Given text =>
A complex web of people and varied reasons result in the situation that many minor and adult domestic workers find themselves in.

Head of Bengaluru-based women’s group Stree Jagruti Samiti Geetha Menon, says that placement agencies are the biggest culprits in creating this situation. Sometimes people actively seek domestic work in alien cities where people speak strange languages due to lack of employment or remunerative income in their own villages.

However, she adds that poverty was not the sole reason for women to take up these jobs. She says that domestic work has also become bonded labour for many people.

“Although people from villages are educated now, the feudal mentality remains. They bring children of the workers back home and make them work for them here. Sometimes people also get their poor relatives to work for them,” she says, adding that yet others come to the cities through word of mouth.

 

Migrants and workers’ unions

Darshana Mitra, a lawyer with Alternative Law Forum, who has handled abuse cases, says that so far this year, the Forum had dealt with six cases of violence against minor domestic workers.

“A majority of them are from other states. Most of them are brought to the city at a very young age. They are alien to the place, language and culture. Only a small percentage of them manage to get any help at all,” says Darshana.

In August, a 17-year-old girl from Siliguri, who was working in Mysuru, was tortured verbally and physically by her employers.

“The police station informed us about her. She came with cuts around her neck, pinch marks on her hand – to put it plainly, she looked shattered,” says Richard, a social worker at the Samiti.

Listed records =>
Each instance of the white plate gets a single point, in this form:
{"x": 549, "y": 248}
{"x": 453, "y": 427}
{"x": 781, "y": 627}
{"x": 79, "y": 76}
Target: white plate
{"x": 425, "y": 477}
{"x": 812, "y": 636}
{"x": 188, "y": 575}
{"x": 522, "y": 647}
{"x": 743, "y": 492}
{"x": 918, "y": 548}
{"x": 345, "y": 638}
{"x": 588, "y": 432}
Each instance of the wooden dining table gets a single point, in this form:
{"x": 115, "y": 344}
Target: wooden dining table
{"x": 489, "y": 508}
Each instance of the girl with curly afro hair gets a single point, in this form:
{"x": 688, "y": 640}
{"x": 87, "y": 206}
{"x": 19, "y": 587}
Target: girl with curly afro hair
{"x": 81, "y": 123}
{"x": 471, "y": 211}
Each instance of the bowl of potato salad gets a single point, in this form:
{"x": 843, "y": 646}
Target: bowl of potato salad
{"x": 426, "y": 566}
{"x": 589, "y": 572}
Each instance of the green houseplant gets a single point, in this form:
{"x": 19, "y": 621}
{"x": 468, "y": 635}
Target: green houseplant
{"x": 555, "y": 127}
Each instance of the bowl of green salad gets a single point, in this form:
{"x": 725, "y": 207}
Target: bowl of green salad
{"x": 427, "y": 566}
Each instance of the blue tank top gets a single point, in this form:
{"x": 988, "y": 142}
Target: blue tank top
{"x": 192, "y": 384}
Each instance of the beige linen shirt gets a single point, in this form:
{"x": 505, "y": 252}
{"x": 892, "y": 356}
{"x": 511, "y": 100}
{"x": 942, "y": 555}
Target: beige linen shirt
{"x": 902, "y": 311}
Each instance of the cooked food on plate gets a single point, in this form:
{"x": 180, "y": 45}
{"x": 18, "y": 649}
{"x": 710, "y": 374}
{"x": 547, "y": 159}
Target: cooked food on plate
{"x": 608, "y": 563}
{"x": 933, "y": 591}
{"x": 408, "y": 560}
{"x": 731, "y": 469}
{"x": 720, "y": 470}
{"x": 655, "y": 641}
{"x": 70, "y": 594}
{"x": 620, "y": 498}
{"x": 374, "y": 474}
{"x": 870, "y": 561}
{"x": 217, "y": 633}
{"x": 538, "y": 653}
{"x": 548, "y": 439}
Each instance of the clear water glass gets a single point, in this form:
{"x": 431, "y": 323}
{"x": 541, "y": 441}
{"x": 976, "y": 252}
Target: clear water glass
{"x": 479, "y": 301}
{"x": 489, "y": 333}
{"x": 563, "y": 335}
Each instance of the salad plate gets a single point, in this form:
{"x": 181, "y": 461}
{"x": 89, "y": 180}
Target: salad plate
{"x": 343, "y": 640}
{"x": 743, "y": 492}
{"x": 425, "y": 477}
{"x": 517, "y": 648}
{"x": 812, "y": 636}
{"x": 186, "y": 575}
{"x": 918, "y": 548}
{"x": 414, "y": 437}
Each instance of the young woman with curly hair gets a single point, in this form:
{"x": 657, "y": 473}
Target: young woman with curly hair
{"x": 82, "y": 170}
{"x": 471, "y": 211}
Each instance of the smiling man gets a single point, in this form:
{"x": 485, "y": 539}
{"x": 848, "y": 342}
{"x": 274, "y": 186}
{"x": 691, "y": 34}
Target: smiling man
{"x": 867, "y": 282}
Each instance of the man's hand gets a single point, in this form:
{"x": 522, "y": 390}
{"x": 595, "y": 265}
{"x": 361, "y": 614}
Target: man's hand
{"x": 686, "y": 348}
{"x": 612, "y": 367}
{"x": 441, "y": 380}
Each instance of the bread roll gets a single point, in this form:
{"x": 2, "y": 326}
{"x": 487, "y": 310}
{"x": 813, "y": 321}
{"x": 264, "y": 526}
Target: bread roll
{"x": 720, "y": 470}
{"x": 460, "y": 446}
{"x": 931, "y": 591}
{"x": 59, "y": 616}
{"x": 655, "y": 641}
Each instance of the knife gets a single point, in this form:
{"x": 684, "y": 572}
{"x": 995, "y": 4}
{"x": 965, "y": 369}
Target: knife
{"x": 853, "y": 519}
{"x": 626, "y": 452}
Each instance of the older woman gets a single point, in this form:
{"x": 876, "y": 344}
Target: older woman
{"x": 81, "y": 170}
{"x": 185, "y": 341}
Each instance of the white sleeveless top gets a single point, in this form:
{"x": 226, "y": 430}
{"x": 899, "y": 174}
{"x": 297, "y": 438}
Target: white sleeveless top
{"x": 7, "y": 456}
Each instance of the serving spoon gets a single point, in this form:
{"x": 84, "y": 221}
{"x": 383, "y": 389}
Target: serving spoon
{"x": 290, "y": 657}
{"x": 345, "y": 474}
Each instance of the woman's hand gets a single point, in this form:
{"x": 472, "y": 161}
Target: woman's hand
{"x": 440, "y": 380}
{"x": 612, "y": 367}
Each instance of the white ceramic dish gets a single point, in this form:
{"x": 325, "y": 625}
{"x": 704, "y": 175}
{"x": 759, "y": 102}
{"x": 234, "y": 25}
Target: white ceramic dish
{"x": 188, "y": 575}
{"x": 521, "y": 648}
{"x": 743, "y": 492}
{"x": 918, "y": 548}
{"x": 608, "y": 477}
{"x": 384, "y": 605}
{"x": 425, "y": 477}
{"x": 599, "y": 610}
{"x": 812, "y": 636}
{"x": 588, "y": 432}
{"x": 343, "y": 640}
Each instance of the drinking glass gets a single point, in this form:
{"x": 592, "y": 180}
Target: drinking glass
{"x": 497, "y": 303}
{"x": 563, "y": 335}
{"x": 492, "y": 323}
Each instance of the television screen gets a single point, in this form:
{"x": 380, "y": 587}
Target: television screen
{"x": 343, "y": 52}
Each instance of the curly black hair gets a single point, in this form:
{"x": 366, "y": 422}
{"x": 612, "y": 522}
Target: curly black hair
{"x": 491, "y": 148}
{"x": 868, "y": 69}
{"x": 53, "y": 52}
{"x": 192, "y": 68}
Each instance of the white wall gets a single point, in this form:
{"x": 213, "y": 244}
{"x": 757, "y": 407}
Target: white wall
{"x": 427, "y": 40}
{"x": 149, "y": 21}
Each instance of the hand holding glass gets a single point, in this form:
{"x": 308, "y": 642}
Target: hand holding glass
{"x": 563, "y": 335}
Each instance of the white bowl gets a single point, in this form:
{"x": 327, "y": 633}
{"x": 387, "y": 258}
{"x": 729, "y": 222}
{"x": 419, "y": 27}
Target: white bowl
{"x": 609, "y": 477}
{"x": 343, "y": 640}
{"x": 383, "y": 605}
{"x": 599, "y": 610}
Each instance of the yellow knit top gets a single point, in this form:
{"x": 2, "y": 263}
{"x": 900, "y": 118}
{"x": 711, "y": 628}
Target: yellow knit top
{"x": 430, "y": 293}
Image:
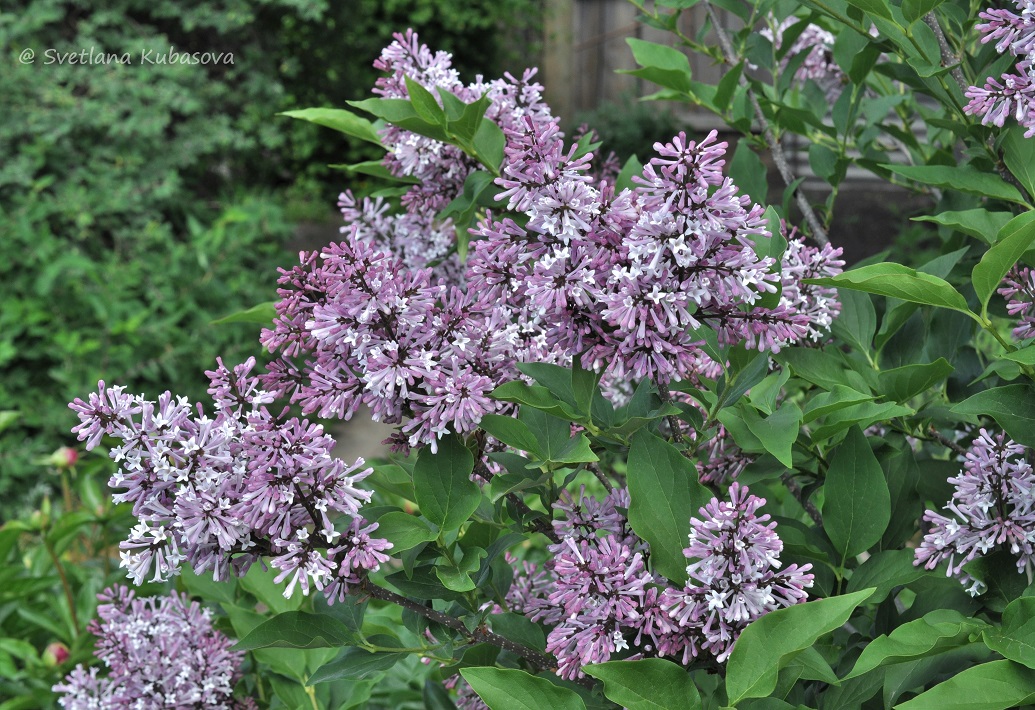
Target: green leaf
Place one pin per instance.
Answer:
(904, 383)
(777, 432)
(1011, 406)
(442, 483)
(1015, 639)
(998, 685)
(298, 629)
(647, 684)
(1018, 152)
(404, 531)
(664, 494)
(262, 314)
(875, 7)
(937, 631)
(960, 177)
(355, 663)
(509, 689)
(338, 119)
(899, 282)
(978, 223)
(857, 321)
(884, 571)
(748, 172)
(423, 102)
(1013, 240)
(770, 643)
(914, 9)
(857, 504)
(663, 65)
(511, 432)
(489, 142)
(838, 397)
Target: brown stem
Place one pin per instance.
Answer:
(951, 59)
(819, 234)
(677, 434)
(64, 582)
(946, 442)
(799, 495)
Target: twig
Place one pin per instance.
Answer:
(799, 495)
(819, 234)
(946, 442)
(952, 60)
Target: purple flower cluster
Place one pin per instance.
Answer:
(572, 268)
(220, 492)
(993, 506)
(1012, 94)
(600, 599)
(161, 652)
(1018, 290)
(819, 64)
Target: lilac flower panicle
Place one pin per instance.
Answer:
(219, 492)
(160, 652)
(391, 320)
(993, 506)
(1013, 94)
(1018, 290)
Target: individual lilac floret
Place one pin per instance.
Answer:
(222, 492)
(992, 507)
(1012, 94)
(1018, 290)
(819, 64)
(734, 573)
(160, 652)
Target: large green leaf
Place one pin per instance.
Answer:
(937, 631)
(664, 494)
(856, 501)
(442, 483)
(355, 663)
(1015, 639)
(1012, 241)
(770, 643)
(661, 64)
(998, 685)
(978, 223)
(962, 178)
(647, 684)
(298, 629)
(1011, 406)
(904, 383)
(338, 119)
(899, 282)
(509, 689)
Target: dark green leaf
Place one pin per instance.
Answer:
(664, 494)
(856, 505)
(647, 684)
(508, 689)
(998, 685)
(298, 629)
(768, 644)
(1012, 241)
(904, 383)
(404, 531)
(1011, 406)
(338, 119)
(442, 483)
(355, 663)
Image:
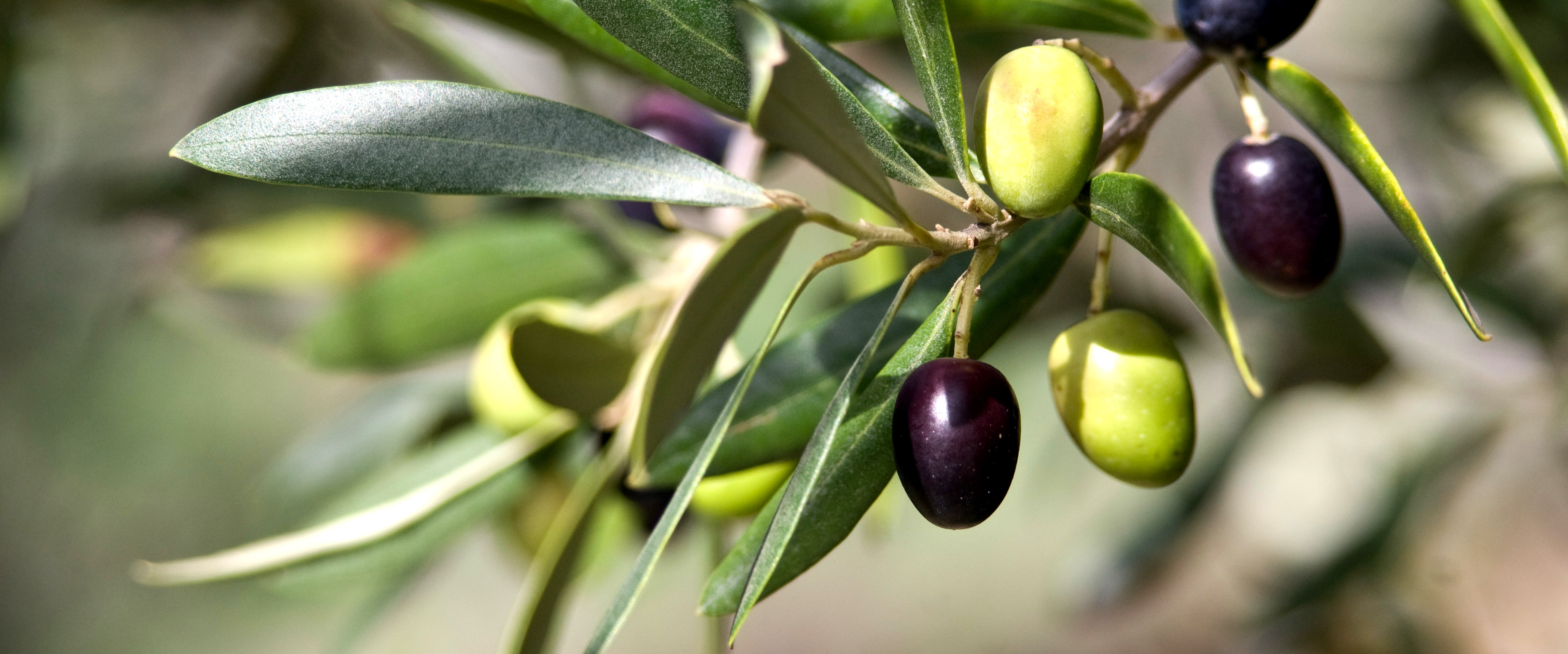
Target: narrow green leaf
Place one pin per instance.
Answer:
(863, 459)
(910, 128)
(802, 112)
(1140, 214)
(872, 19)
(706, 319)
(361, 528)
(813, 463)
(374, 430)
(1311, 103)
(405, 551)
(440, 137)
(568, 19)
(449, 291)
(924, 24)
(557, 557)
(1519, 63)
(563, 360)
(797, 382)
(694, 40)
(643, 569)
(890, 156)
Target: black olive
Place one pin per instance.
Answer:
(955, 440)
(1277, 214)
(1241, 27)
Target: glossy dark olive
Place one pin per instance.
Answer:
(678, 121)
(1277, 214)
(955, 440)
(1241, 27)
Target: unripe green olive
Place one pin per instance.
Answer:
(741, 493)
(1037, 128)
(1123, 394)
(496, 391)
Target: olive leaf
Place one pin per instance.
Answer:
(554, 564)
(565, 361)
(871, 19)
(449, 291)
(694, 40)
(861, 460)
(402, 553)
(643, 569)
(705, 321)
(363, 528)
(1311, 103)
(796, 382)
(1140, 214)
(924, 24)
(441, 137)
(1515, 59)
(802, 112)
(374, 430)
(816, 460)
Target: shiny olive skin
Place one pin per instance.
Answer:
(1241, 27)
(955, 440)
(1037, 129)
(1277, 214)
(1123, 394)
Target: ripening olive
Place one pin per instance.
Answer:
(741, 493)
(496, 391)
(1037, 129)
(955, 440)
(1277, 214)
(1241, 27)
(1123, 394)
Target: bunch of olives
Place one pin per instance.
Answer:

What this task involves => How would this sentence from the text on domestic workers read in Spanish: "In August, a 17-year-old girl from Siliguri, who was working in Mysuru, was tortured verbally and physically by her employers."?

Final answer => En agosto, una chica de 17 años de Siliguri, que trabajaba en Mysuru, fue torturada verbal y físicamente por sus empleadores.